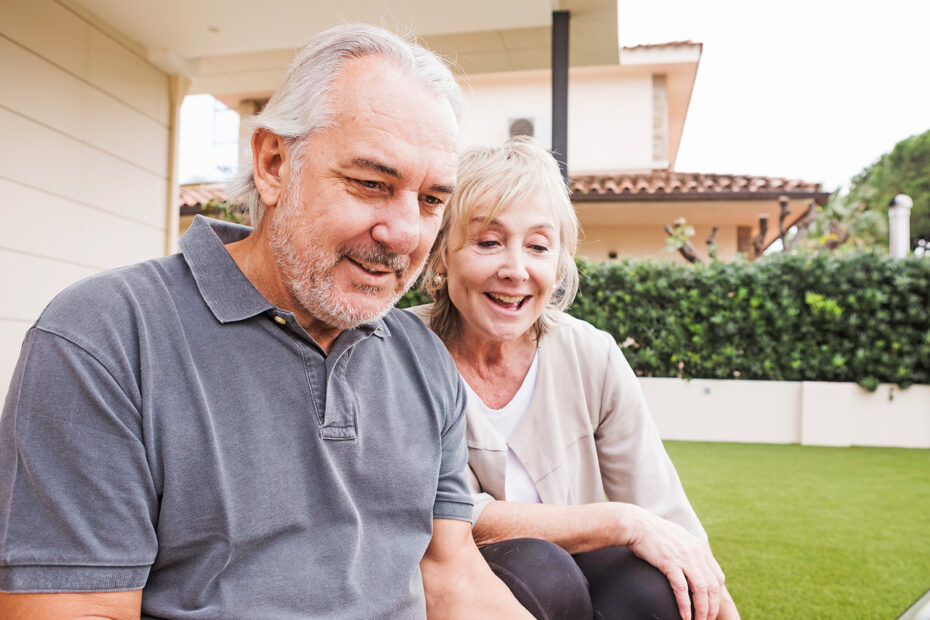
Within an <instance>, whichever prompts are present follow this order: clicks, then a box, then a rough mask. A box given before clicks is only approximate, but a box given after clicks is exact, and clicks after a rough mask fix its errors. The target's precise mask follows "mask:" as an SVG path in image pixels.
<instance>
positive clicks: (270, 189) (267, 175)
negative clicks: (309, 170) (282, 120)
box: [252, 129, 288, 207]
mask: <svg viewBox="0 0 930 620" xmlns="http://www.w3.org/2000/svg"><path fill="white" fill-rule="evenodd" d="M287 156H288V153H287V150H286V149H285V148H284V138H282V137H281V136H279V135H277V134H275V133H272V132H270V131H268V130H267V129H256V130H255V133H253V134H252V177H253V178H254V179H255V187H256V189H258V193H259V195H260V196H261V197H262V202H264V203H265V206H266V207H274V206H275V205H277V204H278V200H279V199H280V197H281V192H282V191H283V189H284V185H285V183H286V181H287V179H286V175H287V168H288V165H287V164H288V162H287Z"/></svg>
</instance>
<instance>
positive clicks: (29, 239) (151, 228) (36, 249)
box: [0, 179, 164, 270]
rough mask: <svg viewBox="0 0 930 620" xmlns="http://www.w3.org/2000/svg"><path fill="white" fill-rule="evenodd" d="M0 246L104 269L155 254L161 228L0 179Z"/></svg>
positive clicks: (161, 237) (108, 268) (158, 245)
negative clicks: (2, 221)
mask: <svg viewBox="0 0 930 620" xmlns="http://www.w3.org/2000/svg"><path fill="white" fill-rule="evenodd" d="M0 221H3V222H4V223H5V226H3V227H2V228H0V247H2V248H4V249H7V250H15V251H18V252H23V253H27V254H38V255H41V256H44V257H47V258H51V259H55V260H60V261H65V262H68V263H72V264H78V265H83V266H86V267H91V268H94V269H100V270H103V269H109V268H111V267H118V266H121V265H127V264H129V263H134V262H138V261H140V260H145V259H147V258H153V257H156V256H161V253H162V245H163V243H164V232H163V231H161V230H159V229H157V228H153V227H151V226H145V225H144V224H140V223H138V222H135V221H132V220H128V219H126V218H123V217H120V216H116V215H112V214H110V213H105V212H103V211H99V210H96V209H91V208H88V207H86V206H84V205H81V204H77V203H74V202H71V201H69V200H66V199H64V198H60V197H57V196H53V195H51V194H47V193H45V192H42V191H40V190H36V189H33V188H30V187H26V186H23V185H18V184H16V183H12V182H10V181H5V180H2V179H0Z"/></svg>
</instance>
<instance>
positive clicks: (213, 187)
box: [178, 183, 226, 210]
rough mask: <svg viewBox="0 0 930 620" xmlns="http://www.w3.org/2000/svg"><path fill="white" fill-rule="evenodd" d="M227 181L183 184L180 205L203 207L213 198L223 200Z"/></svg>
mask: <svg viewBox="0 0 930 620" xmlns="http://www.w3.org/2000/svg"><path fill="white" fill-rule="evenodd" d="M224 187H225V183H196V184H192V185H182V186H181V196H180V200H179V201H178V206H179V207H181V208H182V209H183V208H185V207H186V208H187V210H190V209H201V208H203V206H204V205H205V204H207V203H208V202H210V200H211V199H212V198H216V199H218V200H223V199H224V198H225V197H226V193H225V191H224Z"/></svg>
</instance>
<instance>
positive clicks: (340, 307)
mask: <svg viewBox="0 0 930 620" xmlns="http://www.w3.org/2000/svg"><path fill="white" fill-rule="evenodd" d="M332 101H333V102H334V105H335V106H336V110H335V112H336V113H335V116H334V119H333V120H334V125H333V126H332V127H331V128H329V129H326V130H323V131H321V132H320V133H317V134H314V135H313V136H311V137H310V138H309V141H308V142H307V143H306V144H305V145H304V148H303V153H302V155H301V156H300V160H299V162H296V165H294V164H293V163H289V164H288V165H287V166H282V168H281V183H282V193H281V195H280V197H279V200H278V203H277V205H276V207H275V208H274V209H271V210H270V212H269V213H268V216H267V217H270V218H271V219H270V221H269V229H268V230H269V240H270V245H271V248H272V255H273V257H274V261H275V266H276V268H277V270H278V272H279V275H280V277H281V279H282V282H283V284H284V286H285V287H286V288H287V291H288V293H289V294H290V296H291V297H292V298H293V301H294V302H296V304H297V305H298V306H300V308H301V309H302V310H303V311H305V312H306V313H308V314H309V315H310V316H311V317H312V318H313V319H315V320H316V321H319V322H321V323H322V324H323V325H325V326H328V327H329V328H335V329H339V330H342V329H348V328H350V327H353V326H355V325H358V324H360V323H364V322H368V321H372V320H374V319H376V318H378V317H380V316H383V315H384V314H385V313H386V312H387V311H388V310H390V308H391V307H392V306H393V305H394V304H395V303H396V301H397V300H398V299H399V298H400V297H401V296H402V295H403V294H404V292H405V291H406V290H407V289H408V288H409V287H410V285H411V284H412V283H413V281H414V280H415V279H416V276H417V274H418V273H419V272H420V270H421V268H422V267H423V263H424V262H425V260H426V257H427V254H428V252H429V249H430V246H431V245H432V243H433V240H434V239H435V237H436V233H437V231H438V229H439V223H440V220H441V217H442V211H443V208H444V206H445V203H446V201H447V200H448V198H449V194H450V193H451V191H452V188H453V186H454V184H455V169H456V164H457V159H458V158H457V137H458V126H457V123H456V120H455V116H454V114H453V112H452V109H451V107H450V106H449V105H448V103H446V102H445V101H442V100H439V99H437V98H435V97H434V96H433V95H431V94H429V93H427V92H426V91H425V90H423V89H422V88H421V87H420V86H418V85H416V84H415V83H414V82H413V81H411V80H410V79H409V78H408V77H407V76H405V75H404V74H403V73H401V72H400V71H398V70H397V69H396V68H395V67H394V66H393V65H392V64H390V63H388V62H386V61H385V60H383V59H381V58H378V57H369V58H364V59H360V60H356V61H353V62H351V63H350V64H349V65H348V66H347V67H346V68H345V69H344V70H343V71H342V72H341V73H340V75H339V77H337V78H336V80H335V82H334V84H333V92H332ZM292 161H293V160H292Z"/></svg>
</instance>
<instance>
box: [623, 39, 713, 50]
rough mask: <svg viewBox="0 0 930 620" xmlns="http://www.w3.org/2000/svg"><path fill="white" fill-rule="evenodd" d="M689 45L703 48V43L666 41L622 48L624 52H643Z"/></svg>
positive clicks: (689, 41) (636, 45) (687, 45)
mask: <svg viewBox="0 0 930 620" xmlns="http://www.w3.org/2000/svg"><path fill="white" fill-rule="evenodd" d="M691 45H697V46H699V47H700V46H703V45H704V44H703V43H698V42H697V41H690V40H689V41H668V42H666V43H640V44H639V45H631V46H629V47H627V46H624V47H623V49H625V50H643V49H655V48H659V47H687V46H691Z"/></svg>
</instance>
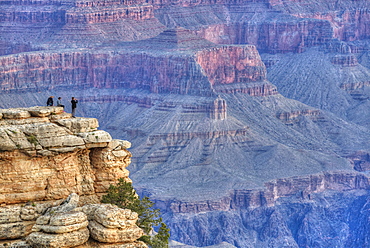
——————————
**WORK INSTRUCTIONS**
The expected answer is the complete set of entries, copied verbatim, with no pictures.

**TASK RESPONSE**
Within an <instance>, whichever prompts are present follow this order: clicks, then a box, then a rough mask. A box given before clicks is only approximate, but a box given after clicks is exact, and clicks after a rough mask fix its errors. The target's precise mask follows "mask:" as an SVG path in image pixels.
<instance>
positive clicks: (270, 189) (267, 175)
negative clicks: (309, 170) (282, 120)
box: [252, 129, 288, 207]
mask: <svg viewBox="0 0 930 620" xmlns="http://www.w3.org/2000/svg"><path fill="white" fill-rule="evenodd" d="M287 156H288V153H287V150H286V149H285V148H284V138H282V137H281V136H279V135H277V134H275V133H272V132H270V131H268V130H267V129H256V130H255V133H253V134H252V177H253V178H254V179H255V187H256V189H258V193H259V195H260V196H261V197H262V202H264V203H265V206H266V207H274V206H275V205H277V204H278V200H279V199H280V197H281V192H282V191H283V189H284V185H285V183H286V181H287V179H286V175H287V168H288V165H287V164H288V162H287Z"/></svg>
</instance>
<instance>
positive clicks: (29, 239) (151, 228) (36, 249)
box: [0, 179, 164, 270]
rough mask: <svg viewBox="0 0 930 620" xmlns="http://www.w3.org/2000/svg"><path fill="white" fill-rule="evenodd" d="M0 246L104 269L155 254L161 228L0 179Z"/></svg>
positive clicks: (161, 237) (108, 268) (158, 245)
negative clicks: (2, 221)
mask: <svg viewBox="0 0 930 620" xmlns="http://www.w3.org/2000/svg"><path fill="white" fill-rule="evenodd" d="M0 221H3V222H4V223H5V226H3V227H2V228H0V247H2V248H4V249H7V250H15V251H18V252H23V253H27V254H38V255H41V256H44V257H47V258H51V259H55V260H60V261H65V262H68V263H72V264H78V265H83V266H86V267H91V268H94V269H100V270H103V269H109V268H111V267H118V266H121V265H127V264H129V263H134V262H138V261H140V260H145V259H147V258H153V257H156V256H161V253H162V245H163V243H164V232H163V231H161V230H159V229H157V228H153V227H151V226H145V225H144V224H140V223H138V222H135V221H132V220H128V219H126V218H123V217H120V216H116V215H112V214H110V213H105V212H103V211H99V210H96V209H91V208H88V207H86V206H84V205H81V204H77V203H74V202H71V201H69V200H66V199H64V198H60V197H57V196H53V195H51V194H47V193H45V192H42V191H40V190H36V189H33V188H30V187H26V186H23V185H18V184H16V183H12V182H10V181H5V180H2V179H0Z"/></svg>
</instance>
<instance>
positive clicks: (213, 187)
box: [178, 183, 226, 210]
rough mask: <svg viewBox="0 0 930 620" xmlns="http://www.w3.org/2000/svg"><path fill="white" fill-rule="evenodd" d="M227 181L183 184L180 205L203 207L213 198L223 200Z"/></svg>
mask: <svg viewBox="0 0 930 620" xmlns="http://www.w3.org/2000/svg"><path fill="white" fill-rule="evenodd" d="M224 187H225V183H196V184H192V185H182V186H181V196H180V200H179V201H178V206H179V207H181V208H182V209H183V208H185V207H186V208H187V210H190V209H201V208H203V206H204V205H205V204H207V203H208V202H210V200H211V199H212V198H216V199H218V200H223V199H224V198H225V197H226V193H225V191H224Z"/></svg>
</instance>
<instance>
positive clicks: (340, 307)
mask: <svg viewBox="0 0 930 620" xmlns="http://www.w3.org/2000/svg"><path fill="white" fill-rule="evenodd" d="M332 101H333V102H334V105H335V106H336V110H335V112H336V113H335V116H334V119H333V120H334V125H333V126H332V127H331V128H329V129H326V130H323V131H321V132H320V133H317V134H314V135H313V136H311V137H310V138H309V141H308V142H307V143H306V144H305V145H304V148H303V153H302V155H301V156H300V160H299V162H296V165H294V164H293V163H289V164H288V165H287V166H282V168H281V183H282V193H281V195H280V197H279V200H278V203H277V205H276V207H275V208H274V209H271V210H270V212H269V213H268V216H267V217H270V218H271V219H270V221H269V229H268V230H269V240H270V245H271V248H272V255H273V257H274V261H275V266H276V268H277V270H278V272H279V275H280V277H281V279H282V282H283V284H284V286H285V287H286V288H287V291H288V293H289V294H290V296H291V297H292V298H293V301H294V302H296V304H297V305H298V306H300V308H301V309H302V310H303V311H305V312H306V313H308V314H309V315H310V316H311V317H312V318H313V319H315V320H316V321H319V322H321V323H322V324H323V325H325V326H328V327H329V328H335V329H339V330H342V329H348V328H350V327H353V326H355V325H358V324H360V323H364V322H368V321H372V320H374V319H376V318H378V317H380V316H383V315H384V314H385V313H386V312H387V311H388V310H390V308H391V307H392V306H393V305H394V304H395V303H396V301H397V300H398V299H399V298H400V297H401V296H402V295H403V294H404V292H405V291H406V290H407V289H408V288H409V287H410V285H411V284H412V283H413V281H414V280H415V279H416V276H417V274H418V273H419V272H420V270H421V268H422V267H423V263H424V262H425V260H426V257H427V254H428V252H429V249H430V246H431V245H432V243H433V240H434V239H435V237H436V233H437V231H438V229H439V223H440V220H441V217H442V211H443V208H444V206H445V203H446V201H447V200H448V198H449V194H450V193H451V191H452V188H453V186H454V184H455V169H456V164H457V159H458V158H457V137H458V126H457V123H456V120H455V116H454V114H453V112H452V109H451V107H450V106H449V105H448V103H446V102H445V101H442V100H439V99H437V98H435V97H434V96H433V95H431V94H429V93H427V92H426V91H425V90H423V89H422V88H421V87H420V86H418V85H416V84H415V83H414V82H413V81H411V80H410V79H409V78H408V77H407V76H405V75H404V74H403V73H401V72H400V71H398V70H397V69H396V68H395V67H394V66H393V65H392V64H390V63H388V62H386V61H385V60H383V59H381V58H378V57H369V58H364V59H360V60H356V61H353V62H351V63H350V64H349V65H348V66H347V67H346V68H345V69H344V70H343V71H342V72H341V73H340V75H339V77H337V78H336V80H335V82H334V84H333V92H332ZM292 161H293V160H292Z"/></svg>
</instance>
<instance>
box: [623, 39, 713, 50]
rough mask: <svg viewBox="0 0 930 620" xmlns="http://www.w3.org/2000/svg"><path fill="white" fill-rule="evenodd" d="M689 45L703 48V43L666 41L622 48L624 52H643Z"/></svg>
positive clicks: (689, 41) (636, 45) (687, 45)
mask: <svg viewBox="0 0 930 620" xmlns="http://www.w3.org/2000/svg"><path fill="white" fill-rule="evenodd" d="M691 45H697V46H699V47H700V46H703V45H704V44H703V43H698V42H697V41H690V40H689V41H668V42H666V43H640V44H639V45H631V46H629V47H627V46H624V47H623V49H625V50H643V49H655V48H659V47H687V46H691Z"/></svg>
</instance>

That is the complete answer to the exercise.